### BACAAN YANG DIBERIKAN
Sabtu, 12 September 2015

Law Abiding Citizen (Review)

-->


Film “Law Abiding Citizen” berkisah tentang pembantaian terhadap keluarga Clyde Shelton. Istri dan anaknya dibunuh secara sadis. Dua pelaku pembunuhan itu -Clarence Darby dan Rupert Ames- akhirnya tertangkap dan dibawa ke meja hijau.
Darby adalah pelaku utama (deder) yang menikam pisau ke tubuh Clyde dan istrinya lalu membunuh anaknya sedangkan Ames hanya berperan sebagai medepleger (turut serta). Kasus ini ditangani oleh jaksa penuntut umum yang sedang naik daun, Nick Rice.
Rice kesulitan untuk mendapat bukti yang kuat untuk menjerat kedua pelaku tersebut dalam menangani kasus ini. Rice pun terpaksa melakukan bargaining dengan salah seorang terdakwa yaitu Darby karena jika tidak kedua tersangka mungkin akan bebas karena minimnya barang bukti (Hanya ada kesaksian dari Clyde namun saat ditemukan polisi dia dalam keadaan pingsan sehingga kesaksinnya diragukan, hal ini pun terkait dengan asas ‘satu saksi bukan saksi’ dalam hukum pidana). Berkas perkara Darby dan Ames memang dipisah dalam persidangan. Darby didaulat menjadi saksi mahkota (Justice Collaborator) dalam berkas perkara Ames. Alhasil, Ames dijatuhi vonis hukuman mati. Sedangkan Darby hanya divonis lima tahun penjara.
Dalam sebuah penanganan perkara, penggunaan saksi mahkota memang kerap dilakukan. Bila ada dua terdakwa atau lebih yang melakukan pembunuhan, berkas perkaranya dipisah dalam persidangan. Tujuannya agar masing-masing terdakwa 'diadu' untuk memberikan pengakuan dan kesaksian yang memberatkan satu sama lain. Inilah konsep saksi mahkota.

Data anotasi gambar
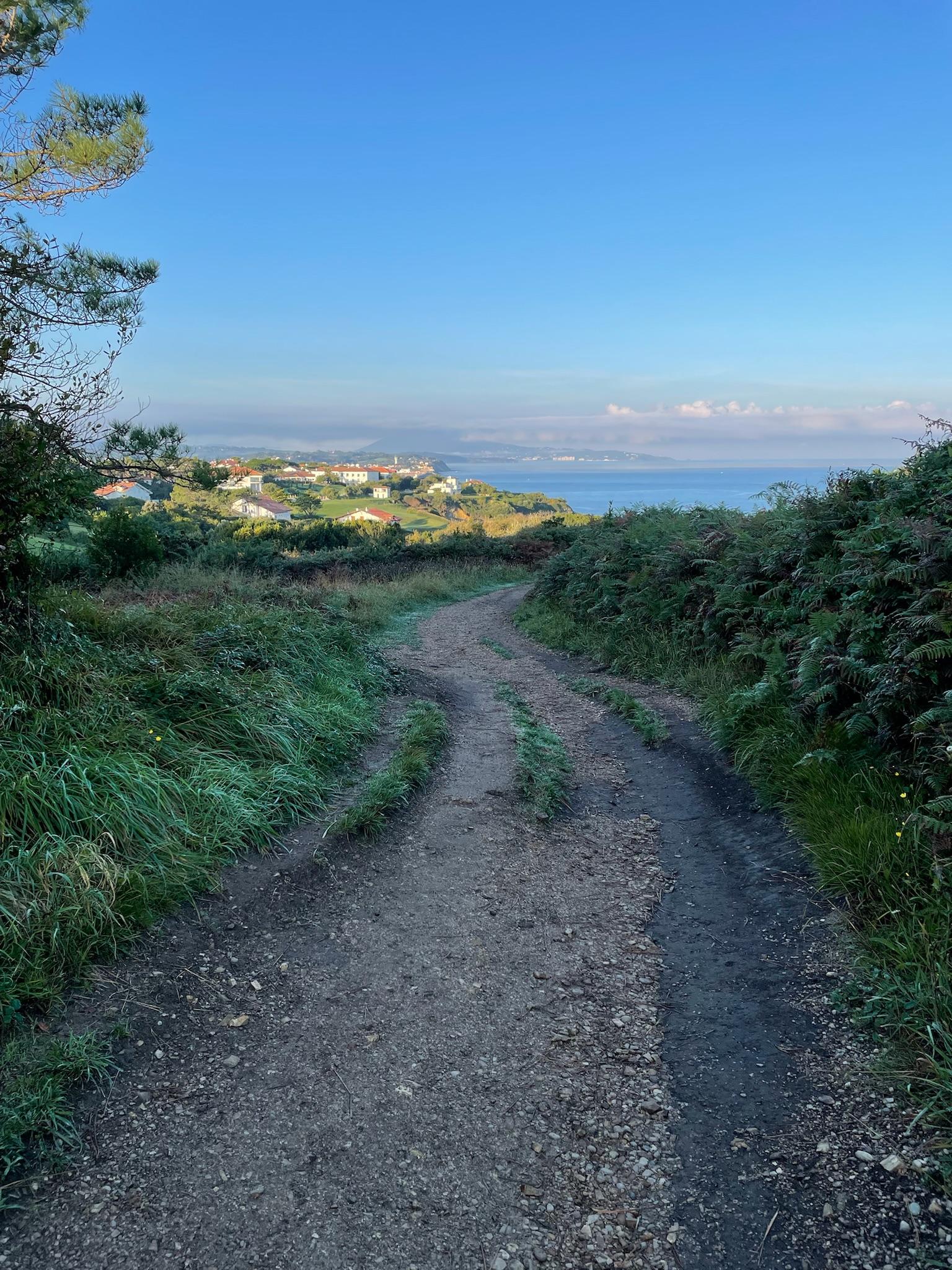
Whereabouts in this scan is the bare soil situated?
[0,590,952,1270]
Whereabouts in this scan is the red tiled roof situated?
[338,507,400,523]
[93,480,142,498]
[235,494,291,512]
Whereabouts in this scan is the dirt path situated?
[7,592,952,1270]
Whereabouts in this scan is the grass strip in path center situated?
[560,676,670,748]
[496,683,573,820]
[325,701,449,837]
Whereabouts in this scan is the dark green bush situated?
[86,507,165,578]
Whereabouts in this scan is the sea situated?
[447,460,830,515]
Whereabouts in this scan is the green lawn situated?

### DAFTAR TUGAS
A) Menurut ulasan film Law Abiding Citizen, berapa lama hukuman penjara yang dijatuhkan kepada Darby?
B) Tolong tulis lanjutan ulasan film Law Abiding Citizen, dimulai setelah kalimat terakhirnya.
Daftar di atas adalah bahan yang terpisah dari ulasan film tersebut.

### HASIL TUGAS
A) Lima tahun penjara.

B)
Praktik ini diikuti dengan plea bargain, yakni jaksa memberi tuntutan hukuman yang ringan bagi terdakwa yang berperan sebagai saksi mahkota. Praktik plea bargain memang sangat dikenal dalam criminal justice system di Amerika Serikat. 
Clyde tentu saja kecewa berat dengan hasil sidang pengadilan. Pasalnya, ia melihat dengan jelas bagaimana Darby menikam istri dan anaknya hingga tewas. Namun, hukuman yang diterima Darby hanya lima tahun penjara. Ia juga sangat kecewa dengan tindakan Rice karena sudah berulangkali diingatkan agar tidak melakukan bargaining dengan terdakwa.
Namun, Rice justru memberi alasan yang membuat miris dunia peradilan. “Beginilah sistem hukum dan peradilan kita bekerja,” ujar Rice. Ia beralasan, bila bargaining tidak dilakukan maka dua terdakwa justru akan divonis bebas. Meski Clyde yakin Darby melakulan pembunuhan, tetapi bukti-bukti yang ada tidak cukup kuat untuk membuktikan itu. Clyde harus menerima kenyataan bahwa hukum adalah pembuktian di ruang sidang.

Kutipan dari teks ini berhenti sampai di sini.